** start Extract to read **

On Thu, Mar 23, 2017 at 08:50:48PM -0400, Dale R. Worley wrote:
> Martin Bjorklund <[email protected]> writes:
> >> I notice that "augment" is not allowed to target a "grouping", despite
> >> that naively seems to be an operation that a module designer might like
> >> to do.  I expect that there is a reason why this is not allowed.
> >
> > There were lots of debate over this one when we first designed YANG.
> > The main reason for not allowing this is that it can easily have
> > unintended consequences.  Module A uses a grouping G b/c it fits the
> > purpose.  Later someone augments G with some nodes; at this point it
> > is not at all clear that the additional nodes are suitable for module
> > A.
> 
> True...  But assuming that the grouping G has clean semantics, it
> corresponds to some facility in the device, which in some way or another
> appears in multiple places in the device's data model.  And a module
> that augments G adds semantics about that facility, and would only be
> implemented by a device for which the facility uniformly has that
> additional semantics.  So it would be suitable for every place where the
> grouping is used.

** end Extract to read **
** start Entries shown **

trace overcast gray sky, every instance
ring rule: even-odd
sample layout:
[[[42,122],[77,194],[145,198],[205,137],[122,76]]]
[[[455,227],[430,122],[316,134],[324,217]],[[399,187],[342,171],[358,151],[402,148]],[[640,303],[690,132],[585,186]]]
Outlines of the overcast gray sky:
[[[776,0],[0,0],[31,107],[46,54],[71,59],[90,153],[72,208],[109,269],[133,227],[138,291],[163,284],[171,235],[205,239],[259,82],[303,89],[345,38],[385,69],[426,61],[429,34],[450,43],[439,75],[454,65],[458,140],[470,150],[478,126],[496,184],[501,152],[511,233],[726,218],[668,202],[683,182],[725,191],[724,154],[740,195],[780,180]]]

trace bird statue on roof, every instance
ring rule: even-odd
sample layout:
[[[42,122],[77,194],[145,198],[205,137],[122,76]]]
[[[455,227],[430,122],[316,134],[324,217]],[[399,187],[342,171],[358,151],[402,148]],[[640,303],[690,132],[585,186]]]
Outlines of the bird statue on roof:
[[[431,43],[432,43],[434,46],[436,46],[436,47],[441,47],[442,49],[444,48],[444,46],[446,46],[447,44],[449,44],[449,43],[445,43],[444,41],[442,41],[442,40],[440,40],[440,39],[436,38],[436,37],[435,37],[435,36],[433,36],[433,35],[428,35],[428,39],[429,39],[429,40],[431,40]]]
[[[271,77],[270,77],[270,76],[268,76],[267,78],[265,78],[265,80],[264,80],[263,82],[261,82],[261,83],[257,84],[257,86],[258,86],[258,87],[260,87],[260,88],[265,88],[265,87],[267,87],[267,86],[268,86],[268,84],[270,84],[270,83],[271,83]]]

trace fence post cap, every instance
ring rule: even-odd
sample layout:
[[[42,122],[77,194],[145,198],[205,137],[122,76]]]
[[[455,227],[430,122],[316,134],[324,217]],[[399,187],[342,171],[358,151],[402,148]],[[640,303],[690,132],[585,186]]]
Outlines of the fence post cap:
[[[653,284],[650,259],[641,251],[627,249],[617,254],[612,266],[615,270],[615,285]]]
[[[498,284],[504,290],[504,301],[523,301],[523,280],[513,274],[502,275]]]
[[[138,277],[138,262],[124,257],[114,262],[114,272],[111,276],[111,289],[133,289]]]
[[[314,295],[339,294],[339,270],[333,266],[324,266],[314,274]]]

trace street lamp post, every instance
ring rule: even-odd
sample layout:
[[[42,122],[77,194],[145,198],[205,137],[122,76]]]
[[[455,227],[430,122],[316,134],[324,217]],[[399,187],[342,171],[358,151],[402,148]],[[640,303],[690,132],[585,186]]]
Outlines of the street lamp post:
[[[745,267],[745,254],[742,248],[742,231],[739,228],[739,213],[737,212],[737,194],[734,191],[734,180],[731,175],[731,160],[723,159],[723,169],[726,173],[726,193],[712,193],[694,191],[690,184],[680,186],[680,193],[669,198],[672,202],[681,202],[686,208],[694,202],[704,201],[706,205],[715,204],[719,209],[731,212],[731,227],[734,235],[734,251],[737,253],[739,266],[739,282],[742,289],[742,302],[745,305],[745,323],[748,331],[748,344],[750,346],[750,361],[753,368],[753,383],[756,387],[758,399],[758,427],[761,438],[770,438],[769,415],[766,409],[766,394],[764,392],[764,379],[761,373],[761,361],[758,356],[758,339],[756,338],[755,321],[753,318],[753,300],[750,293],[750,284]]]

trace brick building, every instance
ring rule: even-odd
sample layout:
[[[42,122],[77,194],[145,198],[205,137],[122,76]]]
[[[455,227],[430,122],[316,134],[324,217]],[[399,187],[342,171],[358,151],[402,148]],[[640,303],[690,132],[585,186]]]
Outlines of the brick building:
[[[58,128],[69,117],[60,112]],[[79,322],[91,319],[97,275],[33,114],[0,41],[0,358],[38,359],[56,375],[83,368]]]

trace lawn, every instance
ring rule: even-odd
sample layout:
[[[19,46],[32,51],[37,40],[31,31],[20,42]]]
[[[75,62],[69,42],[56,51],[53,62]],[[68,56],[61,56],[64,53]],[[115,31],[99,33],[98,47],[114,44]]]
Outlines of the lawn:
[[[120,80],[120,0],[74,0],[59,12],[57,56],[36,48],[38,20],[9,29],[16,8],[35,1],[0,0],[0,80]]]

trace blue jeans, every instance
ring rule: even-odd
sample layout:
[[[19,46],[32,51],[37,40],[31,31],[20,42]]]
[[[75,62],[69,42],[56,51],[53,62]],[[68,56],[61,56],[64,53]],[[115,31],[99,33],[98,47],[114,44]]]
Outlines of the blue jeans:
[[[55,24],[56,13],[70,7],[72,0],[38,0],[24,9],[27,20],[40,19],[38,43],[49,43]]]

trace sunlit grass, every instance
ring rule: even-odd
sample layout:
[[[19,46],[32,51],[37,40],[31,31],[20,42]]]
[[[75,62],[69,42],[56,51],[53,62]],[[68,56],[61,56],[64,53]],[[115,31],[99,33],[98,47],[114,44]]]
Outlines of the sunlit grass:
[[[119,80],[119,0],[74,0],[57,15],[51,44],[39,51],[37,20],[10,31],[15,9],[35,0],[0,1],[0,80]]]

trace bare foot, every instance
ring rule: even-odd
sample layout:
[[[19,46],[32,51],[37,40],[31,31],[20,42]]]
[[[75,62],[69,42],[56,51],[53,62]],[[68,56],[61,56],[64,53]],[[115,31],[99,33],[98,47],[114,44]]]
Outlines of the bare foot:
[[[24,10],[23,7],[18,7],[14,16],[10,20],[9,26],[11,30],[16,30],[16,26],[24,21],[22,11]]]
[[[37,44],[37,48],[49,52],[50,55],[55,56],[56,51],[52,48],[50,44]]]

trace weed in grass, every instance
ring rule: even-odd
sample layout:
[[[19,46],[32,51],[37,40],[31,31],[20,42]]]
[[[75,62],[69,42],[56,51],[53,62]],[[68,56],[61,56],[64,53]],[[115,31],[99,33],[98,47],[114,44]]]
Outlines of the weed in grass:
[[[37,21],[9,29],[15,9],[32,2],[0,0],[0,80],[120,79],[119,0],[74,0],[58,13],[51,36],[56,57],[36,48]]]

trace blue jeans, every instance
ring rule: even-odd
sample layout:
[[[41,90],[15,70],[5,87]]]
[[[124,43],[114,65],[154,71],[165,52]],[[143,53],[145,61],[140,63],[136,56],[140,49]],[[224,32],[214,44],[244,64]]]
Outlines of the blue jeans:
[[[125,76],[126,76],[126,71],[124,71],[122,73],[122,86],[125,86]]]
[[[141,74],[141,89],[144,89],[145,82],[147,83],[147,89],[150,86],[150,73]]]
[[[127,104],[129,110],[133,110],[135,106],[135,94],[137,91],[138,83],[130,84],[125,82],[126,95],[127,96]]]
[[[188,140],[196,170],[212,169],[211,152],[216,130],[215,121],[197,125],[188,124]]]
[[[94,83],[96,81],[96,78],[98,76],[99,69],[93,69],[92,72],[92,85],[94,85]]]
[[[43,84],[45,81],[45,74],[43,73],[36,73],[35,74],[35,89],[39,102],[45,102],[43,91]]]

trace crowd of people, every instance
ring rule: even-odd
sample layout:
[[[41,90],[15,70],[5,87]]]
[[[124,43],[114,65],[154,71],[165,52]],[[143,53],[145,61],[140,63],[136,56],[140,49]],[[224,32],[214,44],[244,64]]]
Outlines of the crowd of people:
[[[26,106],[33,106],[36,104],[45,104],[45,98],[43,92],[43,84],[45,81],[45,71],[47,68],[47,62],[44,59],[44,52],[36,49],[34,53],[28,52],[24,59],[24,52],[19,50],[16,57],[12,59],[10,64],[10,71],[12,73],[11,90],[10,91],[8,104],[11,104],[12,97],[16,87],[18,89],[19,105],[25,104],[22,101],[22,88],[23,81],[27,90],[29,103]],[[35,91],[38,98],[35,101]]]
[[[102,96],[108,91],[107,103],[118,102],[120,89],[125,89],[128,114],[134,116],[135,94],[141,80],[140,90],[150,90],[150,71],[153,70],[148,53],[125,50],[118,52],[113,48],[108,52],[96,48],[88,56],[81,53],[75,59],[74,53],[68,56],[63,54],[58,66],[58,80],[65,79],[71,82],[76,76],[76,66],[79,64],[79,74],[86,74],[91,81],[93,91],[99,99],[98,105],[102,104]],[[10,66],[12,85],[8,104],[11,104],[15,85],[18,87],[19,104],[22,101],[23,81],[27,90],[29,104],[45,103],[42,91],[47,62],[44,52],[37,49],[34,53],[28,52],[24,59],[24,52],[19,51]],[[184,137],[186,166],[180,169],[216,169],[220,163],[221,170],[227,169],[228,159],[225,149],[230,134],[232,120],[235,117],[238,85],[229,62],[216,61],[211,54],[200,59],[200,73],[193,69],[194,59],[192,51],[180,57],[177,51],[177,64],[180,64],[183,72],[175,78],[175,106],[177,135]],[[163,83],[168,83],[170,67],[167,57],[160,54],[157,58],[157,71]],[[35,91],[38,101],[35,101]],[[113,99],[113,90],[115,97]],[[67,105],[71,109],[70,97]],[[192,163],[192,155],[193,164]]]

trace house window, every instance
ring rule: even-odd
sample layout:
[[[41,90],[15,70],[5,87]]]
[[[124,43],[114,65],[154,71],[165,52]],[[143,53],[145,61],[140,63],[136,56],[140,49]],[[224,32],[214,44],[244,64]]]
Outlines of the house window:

** end Entries shown **
** start Entries shown **

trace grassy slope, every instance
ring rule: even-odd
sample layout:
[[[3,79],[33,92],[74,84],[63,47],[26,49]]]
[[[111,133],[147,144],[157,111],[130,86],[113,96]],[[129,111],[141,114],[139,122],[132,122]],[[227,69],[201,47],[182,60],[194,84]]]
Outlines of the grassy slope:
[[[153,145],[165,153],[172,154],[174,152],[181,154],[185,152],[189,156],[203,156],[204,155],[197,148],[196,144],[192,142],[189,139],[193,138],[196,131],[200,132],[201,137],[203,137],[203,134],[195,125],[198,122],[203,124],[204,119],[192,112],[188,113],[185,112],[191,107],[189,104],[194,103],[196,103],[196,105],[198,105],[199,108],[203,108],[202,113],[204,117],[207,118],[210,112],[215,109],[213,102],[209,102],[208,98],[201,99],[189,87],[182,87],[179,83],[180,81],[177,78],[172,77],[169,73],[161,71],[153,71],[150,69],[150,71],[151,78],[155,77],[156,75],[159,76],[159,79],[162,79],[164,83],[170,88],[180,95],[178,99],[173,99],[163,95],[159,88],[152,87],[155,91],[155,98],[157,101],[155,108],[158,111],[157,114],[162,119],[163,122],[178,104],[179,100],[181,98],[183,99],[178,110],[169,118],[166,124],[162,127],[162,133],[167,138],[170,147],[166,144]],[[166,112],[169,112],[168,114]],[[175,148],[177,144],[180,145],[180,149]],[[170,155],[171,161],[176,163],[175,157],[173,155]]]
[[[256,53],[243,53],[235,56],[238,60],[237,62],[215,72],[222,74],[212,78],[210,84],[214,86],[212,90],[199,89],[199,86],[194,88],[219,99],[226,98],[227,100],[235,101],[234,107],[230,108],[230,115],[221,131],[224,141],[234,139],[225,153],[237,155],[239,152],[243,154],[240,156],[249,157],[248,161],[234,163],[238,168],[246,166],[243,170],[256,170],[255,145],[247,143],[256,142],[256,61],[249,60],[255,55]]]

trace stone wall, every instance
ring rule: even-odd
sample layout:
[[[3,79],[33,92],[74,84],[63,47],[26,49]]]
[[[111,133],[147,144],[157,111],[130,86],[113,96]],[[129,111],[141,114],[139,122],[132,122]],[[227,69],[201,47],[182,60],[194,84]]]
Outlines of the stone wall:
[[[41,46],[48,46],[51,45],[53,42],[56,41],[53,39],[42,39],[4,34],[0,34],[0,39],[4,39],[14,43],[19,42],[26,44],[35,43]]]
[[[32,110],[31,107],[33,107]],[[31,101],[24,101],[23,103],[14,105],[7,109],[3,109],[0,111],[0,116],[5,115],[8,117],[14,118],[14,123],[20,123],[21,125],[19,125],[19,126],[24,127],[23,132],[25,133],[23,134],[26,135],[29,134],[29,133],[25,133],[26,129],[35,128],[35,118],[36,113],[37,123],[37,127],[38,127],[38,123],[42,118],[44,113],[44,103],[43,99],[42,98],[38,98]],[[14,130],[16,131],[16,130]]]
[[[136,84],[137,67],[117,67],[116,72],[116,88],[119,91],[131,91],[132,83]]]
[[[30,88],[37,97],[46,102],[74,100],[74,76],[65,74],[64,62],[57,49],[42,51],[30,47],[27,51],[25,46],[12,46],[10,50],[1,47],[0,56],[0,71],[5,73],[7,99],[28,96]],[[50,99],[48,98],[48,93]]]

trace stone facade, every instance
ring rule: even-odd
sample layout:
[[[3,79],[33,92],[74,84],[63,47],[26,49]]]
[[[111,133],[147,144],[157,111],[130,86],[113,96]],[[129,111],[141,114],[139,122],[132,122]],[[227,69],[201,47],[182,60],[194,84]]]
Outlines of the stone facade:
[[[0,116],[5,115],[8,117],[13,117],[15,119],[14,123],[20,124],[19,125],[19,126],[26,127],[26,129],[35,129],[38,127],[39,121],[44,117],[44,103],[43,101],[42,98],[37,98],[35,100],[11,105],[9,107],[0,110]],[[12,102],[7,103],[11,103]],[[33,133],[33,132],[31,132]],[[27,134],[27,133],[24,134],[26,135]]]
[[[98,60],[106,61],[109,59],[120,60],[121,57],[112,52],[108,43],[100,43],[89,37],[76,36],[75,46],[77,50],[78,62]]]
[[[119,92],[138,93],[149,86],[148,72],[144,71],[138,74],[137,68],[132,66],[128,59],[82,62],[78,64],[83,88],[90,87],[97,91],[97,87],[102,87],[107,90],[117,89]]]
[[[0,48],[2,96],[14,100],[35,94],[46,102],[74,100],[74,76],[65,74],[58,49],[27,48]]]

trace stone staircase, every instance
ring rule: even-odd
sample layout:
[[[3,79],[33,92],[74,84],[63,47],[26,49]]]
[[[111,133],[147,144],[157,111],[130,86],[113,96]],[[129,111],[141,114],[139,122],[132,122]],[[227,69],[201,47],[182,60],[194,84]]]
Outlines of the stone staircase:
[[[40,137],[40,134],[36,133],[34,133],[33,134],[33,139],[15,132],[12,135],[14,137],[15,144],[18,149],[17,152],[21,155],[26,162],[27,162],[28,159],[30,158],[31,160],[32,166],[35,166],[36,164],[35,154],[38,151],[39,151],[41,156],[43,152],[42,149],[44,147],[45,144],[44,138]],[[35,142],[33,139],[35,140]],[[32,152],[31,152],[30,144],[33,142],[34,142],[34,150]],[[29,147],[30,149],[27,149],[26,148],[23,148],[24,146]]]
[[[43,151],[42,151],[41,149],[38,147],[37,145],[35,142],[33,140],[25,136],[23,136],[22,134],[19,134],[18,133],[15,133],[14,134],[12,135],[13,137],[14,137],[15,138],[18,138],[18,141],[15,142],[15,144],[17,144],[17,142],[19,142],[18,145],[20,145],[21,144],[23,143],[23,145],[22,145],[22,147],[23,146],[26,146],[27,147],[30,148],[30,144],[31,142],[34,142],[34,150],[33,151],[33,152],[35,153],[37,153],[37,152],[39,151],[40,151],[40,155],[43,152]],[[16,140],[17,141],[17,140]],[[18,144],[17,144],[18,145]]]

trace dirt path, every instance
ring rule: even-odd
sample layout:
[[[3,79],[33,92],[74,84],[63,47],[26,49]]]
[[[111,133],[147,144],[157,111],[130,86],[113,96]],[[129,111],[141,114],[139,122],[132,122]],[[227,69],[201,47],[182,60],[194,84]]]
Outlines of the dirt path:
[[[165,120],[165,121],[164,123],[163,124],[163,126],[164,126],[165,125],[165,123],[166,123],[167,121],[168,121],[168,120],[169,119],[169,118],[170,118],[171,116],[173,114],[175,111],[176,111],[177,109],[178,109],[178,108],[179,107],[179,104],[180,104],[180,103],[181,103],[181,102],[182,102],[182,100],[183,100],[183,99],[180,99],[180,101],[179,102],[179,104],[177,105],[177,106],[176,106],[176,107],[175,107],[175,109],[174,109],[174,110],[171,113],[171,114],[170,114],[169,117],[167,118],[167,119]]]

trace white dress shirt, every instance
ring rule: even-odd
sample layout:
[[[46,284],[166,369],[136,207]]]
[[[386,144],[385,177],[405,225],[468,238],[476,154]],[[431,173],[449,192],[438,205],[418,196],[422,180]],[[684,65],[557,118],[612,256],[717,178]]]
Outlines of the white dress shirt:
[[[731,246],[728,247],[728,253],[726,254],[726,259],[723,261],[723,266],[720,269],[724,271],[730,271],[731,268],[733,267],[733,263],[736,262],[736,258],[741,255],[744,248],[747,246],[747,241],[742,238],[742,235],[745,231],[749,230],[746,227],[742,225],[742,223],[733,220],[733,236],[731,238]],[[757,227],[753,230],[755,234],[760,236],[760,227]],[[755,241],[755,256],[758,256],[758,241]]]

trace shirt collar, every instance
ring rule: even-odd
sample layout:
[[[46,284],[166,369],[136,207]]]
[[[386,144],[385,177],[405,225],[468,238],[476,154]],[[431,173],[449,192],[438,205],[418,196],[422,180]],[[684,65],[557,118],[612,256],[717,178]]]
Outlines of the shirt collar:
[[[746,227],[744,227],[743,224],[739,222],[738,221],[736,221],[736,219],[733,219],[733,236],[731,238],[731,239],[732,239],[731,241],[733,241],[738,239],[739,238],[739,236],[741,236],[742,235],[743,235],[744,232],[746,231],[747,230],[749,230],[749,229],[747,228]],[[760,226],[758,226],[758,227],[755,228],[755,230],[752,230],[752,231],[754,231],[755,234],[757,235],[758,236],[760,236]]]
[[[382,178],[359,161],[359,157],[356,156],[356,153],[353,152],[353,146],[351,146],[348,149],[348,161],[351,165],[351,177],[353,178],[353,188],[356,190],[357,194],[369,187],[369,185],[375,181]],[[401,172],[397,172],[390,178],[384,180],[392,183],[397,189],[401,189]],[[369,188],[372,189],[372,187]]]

** end Entries shown **

■ Task instructions: Reproduce the whole email above about augmenting a YANG grouping, word for word.

■ Output of the task:
On Thu, Mar 23, 2017 at 08:50:48PM -0400, Dale R. Worley wrote:
> Martin Bjorklund <[email protected]> writes:
> >> I notice that "augment" is not allowed to target a "grouping", despite
> >> that naively seems to be an operation that a module designer might like
> >> to do.  I expect that there is a reason why this is not allowed.
> >
> > There were lots of debate over this one when we first designed YANG.
> > The main reason for not allowing this is that it can easily have
> > unintended consequences.  Module A uses a grouping G b/c it fits the
> > purpose.  Later someone augments G with some nodes; at this point it
> > is not at all clear that the additional nodes are suitable for module
> > A.
> 
> True...  But assuming that the grouping G has clean semantics, it
> corresponds to some facility in the device, which in some way or another
> appears in multiple places in the device's data model.  And a module
> that augments G adds semantics about that facility, and would only be
> implemented by a device for which the facility uniformly has that
> additional semantics.  So it would be suitable for every place where the
> grouping is used.